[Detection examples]
.....

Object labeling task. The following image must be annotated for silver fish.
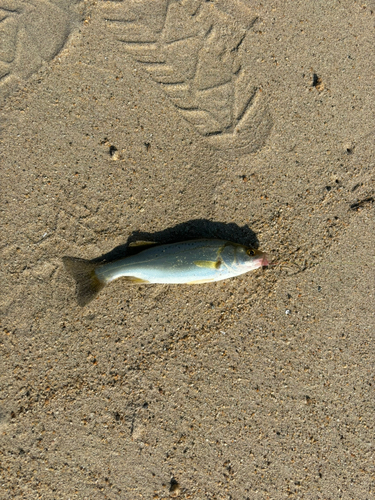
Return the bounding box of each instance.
[63,239,269,306]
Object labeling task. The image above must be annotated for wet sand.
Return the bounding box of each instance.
[0,0,375,500]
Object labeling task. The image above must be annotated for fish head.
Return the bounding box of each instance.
[235,246,269,272]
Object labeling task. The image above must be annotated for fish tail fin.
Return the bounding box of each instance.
[63,257,106,306]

.....

Instructions to follow: Could you lay out every line of the entries above as a numbered list, leaving out blank lines and the pictures?

Exercise output:
1. Object labeling task. The following image must be annotated for silver fish.
2. Return the bounding box of each instance.
3. [63,239,269,306]
4. Object labeling task. The image above must be annotated for wet sand.
5. Return the bounding box of each instance.
6. [0,0,375,500]
7. Object labeling task. The image above must be annotated for fish head.
8. Return the bounding box of each instance.
9. [235,246,269,272]
10. Object labeling task. The image above must be annotated for fish tail fin.
11. Return the bounding box of each instance.
12. [63,257,106,306]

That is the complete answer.